## What to do
Take the line that contains "Q: Identify one point on each instance of the gray rock." and all lines after it, up to and including the last line of the data, and write them out exactly; nothing else belongs in the answer.

## Records shown

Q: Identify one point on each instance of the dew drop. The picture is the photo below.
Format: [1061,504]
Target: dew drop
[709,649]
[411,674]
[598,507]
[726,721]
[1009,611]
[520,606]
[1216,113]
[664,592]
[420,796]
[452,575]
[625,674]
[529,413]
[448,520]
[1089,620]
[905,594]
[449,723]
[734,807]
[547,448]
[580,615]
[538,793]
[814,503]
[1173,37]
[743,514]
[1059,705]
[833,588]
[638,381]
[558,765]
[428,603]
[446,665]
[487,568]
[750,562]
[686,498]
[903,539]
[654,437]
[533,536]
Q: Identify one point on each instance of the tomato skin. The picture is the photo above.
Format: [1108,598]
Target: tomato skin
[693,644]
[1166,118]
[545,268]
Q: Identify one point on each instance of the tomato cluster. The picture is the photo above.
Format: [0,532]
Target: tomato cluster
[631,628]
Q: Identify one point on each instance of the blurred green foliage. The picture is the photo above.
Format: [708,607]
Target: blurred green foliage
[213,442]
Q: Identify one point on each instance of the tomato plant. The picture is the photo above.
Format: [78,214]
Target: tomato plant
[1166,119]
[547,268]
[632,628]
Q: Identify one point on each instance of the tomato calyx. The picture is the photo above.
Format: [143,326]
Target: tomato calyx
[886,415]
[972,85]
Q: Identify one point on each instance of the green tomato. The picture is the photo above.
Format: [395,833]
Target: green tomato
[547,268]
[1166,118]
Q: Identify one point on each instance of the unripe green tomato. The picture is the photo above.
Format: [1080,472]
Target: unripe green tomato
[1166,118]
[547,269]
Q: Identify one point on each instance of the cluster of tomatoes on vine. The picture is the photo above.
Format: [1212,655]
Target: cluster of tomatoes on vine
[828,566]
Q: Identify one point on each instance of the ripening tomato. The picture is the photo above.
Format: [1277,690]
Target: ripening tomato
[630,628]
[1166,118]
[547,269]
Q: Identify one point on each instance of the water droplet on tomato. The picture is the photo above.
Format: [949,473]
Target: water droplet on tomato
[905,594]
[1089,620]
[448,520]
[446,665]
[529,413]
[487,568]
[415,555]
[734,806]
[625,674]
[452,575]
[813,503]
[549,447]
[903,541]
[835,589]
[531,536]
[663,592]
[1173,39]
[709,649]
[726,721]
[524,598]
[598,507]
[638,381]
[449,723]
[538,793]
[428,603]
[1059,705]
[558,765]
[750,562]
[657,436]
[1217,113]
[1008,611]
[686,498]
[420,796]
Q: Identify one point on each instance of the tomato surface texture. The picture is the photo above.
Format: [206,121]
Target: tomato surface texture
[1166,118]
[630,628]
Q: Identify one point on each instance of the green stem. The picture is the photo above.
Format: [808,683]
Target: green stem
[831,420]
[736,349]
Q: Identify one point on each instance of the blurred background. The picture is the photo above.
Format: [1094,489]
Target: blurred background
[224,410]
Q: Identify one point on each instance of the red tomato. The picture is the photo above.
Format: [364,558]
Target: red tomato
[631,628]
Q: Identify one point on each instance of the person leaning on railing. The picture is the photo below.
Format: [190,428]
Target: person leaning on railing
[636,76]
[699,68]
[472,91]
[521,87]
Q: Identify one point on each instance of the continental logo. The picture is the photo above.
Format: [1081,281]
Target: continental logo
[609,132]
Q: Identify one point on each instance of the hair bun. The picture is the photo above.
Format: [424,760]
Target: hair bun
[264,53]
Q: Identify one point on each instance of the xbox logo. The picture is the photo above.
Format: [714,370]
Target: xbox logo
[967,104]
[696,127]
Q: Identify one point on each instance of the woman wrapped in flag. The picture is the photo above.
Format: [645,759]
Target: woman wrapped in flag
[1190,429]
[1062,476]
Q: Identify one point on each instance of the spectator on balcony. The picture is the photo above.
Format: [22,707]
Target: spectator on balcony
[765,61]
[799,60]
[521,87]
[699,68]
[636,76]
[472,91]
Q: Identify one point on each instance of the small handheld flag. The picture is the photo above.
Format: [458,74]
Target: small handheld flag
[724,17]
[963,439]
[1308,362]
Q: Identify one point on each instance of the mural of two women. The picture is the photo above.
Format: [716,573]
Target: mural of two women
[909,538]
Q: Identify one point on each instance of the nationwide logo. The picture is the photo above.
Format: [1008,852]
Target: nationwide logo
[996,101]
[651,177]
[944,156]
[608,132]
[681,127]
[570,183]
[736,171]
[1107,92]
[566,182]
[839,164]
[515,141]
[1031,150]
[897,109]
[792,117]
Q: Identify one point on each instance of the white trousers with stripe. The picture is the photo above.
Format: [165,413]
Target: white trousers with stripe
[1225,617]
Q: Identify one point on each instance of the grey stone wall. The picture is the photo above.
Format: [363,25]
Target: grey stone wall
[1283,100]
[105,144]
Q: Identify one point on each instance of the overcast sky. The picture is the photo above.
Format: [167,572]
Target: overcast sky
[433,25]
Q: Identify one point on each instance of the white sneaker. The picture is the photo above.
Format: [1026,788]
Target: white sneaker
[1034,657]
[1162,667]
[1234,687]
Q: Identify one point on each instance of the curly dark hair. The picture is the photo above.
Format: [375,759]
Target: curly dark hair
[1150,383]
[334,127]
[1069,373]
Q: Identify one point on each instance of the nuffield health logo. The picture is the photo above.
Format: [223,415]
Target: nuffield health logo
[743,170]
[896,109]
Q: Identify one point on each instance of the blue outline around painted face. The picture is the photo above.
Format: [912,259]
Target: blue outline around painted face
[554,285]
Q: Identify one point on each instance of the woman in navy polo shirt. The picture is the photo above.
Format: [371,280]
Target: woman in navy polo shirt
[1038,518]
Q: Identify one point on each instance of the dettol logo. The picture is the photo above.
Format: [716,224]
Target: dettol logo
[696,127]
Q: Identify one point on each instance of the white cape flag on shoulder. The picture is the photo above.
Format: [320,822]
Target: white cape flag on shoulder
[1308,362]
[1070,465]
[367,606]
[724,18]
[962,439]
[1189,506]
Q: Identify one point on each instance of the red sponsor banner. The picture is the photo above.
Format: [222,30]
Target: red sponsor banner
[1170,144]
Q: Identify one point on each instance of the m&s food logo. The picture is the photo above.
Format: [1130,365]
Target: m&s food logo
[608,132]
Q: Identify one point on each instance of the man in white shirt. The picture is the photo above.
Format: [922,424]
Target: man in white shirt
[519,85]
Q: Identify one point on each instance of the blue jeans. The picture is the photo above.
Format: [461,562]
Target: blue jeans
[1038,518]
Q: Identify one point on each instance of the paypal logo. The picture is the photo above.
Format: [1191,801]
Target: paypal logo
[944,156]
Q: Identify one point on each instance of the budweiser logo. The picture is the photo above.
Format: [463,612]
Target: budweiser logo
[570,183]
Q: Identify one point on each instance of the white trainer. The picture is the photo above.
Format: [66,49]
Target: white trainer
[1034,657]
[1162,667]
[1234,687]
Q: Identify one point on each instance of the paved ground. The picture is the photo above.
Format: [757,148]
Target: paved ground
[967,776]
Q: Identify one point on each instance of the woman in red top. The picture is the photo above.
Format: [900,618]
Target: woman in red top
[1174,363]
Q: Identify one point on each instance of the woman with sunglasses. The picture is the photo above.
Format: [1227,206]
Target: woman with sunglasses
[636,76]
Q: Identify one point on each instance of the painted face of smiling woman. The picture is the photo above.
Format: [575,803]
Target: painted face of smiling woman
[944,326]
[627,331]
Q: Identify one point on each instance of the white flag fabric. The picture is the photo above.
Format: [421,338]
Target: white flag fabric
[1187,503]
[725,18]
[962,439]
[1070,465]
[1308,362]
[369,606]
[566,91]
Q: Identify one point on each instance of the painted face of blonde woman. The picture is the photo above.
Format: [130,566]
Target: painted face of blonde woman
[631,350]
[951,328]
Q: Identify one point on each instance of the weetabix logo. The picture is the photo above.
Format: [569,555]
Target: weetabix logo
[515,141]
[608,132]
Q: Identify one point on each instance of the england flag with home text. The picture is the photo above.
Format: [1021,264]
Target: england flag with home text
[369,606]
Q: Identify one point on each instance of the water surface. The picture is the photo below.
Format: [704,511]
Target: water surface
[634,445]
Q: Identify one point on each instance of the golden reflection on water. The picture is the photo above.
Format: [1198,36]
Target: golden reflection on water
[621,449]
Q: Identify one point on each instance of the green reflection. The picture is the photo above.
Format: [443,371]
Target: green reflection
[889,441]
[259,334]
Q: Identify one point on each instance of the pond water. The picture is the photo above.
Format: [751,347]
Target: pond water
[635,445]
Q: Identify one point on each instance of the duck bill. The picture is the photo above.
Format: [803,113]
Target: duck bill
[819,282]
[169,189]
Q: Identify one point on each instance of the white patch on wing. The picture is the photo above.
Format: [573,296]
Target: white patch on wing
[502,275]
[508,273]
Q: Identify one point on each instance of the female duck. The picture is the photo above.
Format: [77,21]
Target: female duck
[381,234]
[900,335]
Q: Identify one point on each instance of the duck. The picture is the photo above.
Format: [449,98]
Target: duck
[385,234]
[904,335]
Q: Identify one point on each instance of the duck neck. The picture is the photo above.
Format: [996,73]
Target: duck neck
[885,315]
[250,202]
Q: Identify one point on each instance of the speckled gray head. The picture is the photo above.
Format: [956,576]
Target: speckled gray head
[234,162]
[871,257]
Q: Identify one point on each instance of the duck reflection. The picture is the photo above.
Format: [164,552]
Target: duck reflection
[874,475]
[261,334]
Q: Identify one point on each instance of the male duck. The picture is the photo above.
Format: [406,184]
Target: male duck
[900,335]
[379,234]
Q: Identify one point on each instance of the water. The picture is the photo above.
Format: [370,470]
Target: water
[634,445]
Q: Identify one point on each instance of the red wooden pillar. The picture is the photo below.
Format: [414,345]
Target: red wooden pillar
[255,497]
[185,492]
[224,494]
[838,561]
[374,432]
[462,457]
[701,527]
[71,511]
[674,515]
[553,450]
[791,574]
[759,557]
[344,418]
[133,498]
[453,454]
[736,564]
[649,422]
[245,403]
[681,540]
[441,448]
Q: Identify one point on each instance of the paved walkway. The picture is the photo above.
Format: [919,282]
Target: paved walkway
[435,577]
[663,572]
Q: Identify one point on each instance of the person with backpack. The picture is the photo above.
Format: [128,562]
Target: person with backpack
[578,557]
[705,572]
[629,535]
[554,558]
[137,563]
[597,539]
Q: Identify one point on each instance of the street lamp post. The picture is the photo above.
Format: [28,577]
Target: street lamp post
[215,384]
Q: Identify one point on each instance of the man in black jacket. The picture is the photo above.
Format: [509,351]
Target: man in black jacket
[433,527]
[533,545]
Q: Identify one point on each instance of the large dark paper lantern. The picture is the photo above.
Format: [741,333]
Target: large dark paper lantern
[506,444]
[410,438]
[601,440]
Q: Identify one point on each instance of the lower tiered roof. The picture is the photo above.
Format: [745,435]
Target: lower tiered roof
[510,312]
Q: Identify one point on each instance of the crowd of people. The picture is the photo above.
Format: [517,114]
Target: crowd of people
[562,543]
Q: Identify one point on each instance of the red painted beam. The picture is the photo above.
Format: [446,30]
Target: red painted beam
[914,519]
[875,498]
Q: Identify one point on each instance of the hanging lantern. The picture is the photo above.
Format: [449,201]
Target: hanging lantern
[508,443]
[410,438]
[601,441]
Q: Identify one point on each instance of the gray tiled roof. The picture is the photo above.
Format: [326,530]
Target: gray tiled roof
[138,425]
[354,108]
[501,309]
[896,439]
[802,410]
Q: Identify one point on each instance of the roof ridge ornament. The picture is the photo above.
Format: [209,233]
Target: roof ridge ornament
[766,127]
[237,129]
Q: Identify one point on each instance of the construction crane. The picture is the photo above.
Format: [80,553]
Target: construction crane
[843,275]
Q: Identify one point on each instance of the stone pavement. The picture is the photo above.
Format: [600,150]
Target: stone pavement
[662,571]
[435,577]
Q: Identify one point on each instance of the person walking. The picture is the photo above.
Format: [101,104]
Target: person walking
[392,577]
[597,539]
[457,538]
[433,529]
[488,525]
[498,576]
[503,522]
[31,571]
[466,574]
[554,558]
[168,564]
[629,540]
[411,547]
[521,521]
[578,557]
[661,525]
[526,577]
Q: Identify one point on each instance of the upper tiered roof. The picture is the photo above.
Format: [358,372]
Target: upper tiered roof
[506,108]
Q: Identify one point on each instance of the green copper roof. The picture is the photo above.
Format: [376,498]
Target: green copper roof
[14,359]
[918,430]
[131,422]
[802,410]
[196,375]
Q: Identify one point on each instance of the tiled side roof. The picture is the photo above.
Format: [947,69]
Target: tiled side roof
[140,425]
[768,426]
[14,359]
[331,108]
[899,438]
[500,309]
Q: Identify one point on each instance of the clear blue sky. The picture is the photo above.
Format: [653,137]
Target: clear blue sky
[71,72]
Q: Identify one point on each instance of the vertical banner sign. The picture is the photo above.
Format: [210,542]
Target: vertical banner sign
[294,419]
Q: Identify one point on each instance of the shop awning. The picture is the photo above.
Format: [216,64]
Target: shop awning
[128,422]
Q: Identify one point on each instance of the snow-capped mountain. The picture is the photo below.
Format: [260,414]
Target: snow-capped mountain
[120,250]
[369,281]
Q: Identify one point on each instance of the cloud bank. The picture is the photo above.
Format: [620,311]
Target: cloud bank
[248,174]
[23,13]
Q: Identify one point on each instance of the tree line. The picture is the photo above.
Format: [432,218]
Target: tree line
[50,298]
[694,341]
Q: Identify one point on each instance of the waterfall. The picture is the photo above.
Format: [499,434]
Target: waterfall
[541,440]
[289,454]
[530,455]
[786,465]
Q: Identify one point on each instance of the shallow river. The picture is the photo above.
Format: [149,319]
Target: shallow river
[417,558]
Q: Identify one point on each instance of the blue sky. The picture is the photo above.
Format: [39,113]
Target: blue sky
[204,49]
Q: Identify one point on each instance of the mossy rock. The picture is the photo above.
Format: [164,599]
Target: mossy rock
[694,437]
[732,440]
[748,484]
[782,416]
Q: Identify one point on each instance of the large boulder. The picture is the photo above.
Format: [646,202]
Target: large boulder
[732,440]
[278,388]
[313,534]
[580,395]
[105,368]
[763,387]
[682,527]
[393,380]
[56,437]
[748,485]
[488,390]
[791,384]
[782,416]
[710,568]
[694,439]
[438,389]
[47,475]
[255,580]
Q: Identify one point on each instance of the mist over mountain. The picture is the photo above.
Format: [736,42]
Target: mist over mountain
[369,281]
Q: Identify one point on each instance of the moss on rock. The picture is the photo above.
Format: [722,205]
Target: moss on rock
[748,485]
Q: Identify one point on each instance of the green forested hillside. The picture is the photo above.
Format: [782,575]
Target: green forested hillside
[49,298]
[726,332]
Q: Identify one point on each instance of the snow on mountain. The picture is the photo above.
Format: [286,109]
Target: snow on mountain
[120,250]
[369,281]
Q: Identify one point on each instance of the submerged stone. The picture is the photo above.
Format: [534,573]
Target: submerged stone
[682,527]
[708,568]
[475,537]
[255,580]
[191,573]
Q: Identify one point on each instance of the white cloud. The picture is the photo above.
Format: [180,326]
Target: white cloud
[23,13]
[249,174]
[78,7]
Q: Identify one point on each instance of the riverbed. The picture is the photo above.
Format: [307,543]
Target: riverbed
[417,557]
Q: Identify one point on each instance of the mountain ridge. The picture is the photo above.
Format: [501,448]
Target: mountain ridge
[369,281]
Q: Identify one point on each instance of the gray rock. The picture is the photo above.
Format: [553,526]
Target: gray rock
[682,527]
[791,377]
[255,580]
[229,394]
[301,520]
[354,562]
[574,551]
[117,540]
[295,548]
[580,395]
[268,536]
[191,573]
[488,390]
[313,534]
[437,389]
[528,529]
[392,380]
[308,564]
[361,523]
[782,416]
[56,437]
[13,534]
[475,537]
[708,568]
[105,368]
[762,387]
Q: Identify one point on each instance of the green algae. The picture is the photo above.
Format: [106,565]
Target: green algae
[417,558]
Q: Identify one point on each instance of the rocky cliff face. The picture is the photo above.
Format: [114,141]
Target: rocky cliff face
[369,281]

## Exercise result
Q: Identify one point on each instance of the gray rock. The picture is the photo above.
Format: [553,526]
Target: gray rock
[682,527]
[791,377]
[255,580]
[229,394]
[301,520]
[354,562]
[574,551]
[117,540]
[295,548]
[580,395]
[268,536]
[191,573]
[488,390]
[313,534]
[437,389]
[528,529]
[392,380]
[308,564]
[361,523]
[782,416]
[56,437]
[13,534]
[475,537]
[708,568]
[105,368]
[762,387]
Q: Identify one point on each instance of the green algae. The picture is the photo above.
Format: [106,565]
Target: green algae
[417,558]
Q: Identify one point on each instance of the rocky cliff face. The picture is the photo above.
Format: [114,141]
Target: rocky cliff face
[369,281]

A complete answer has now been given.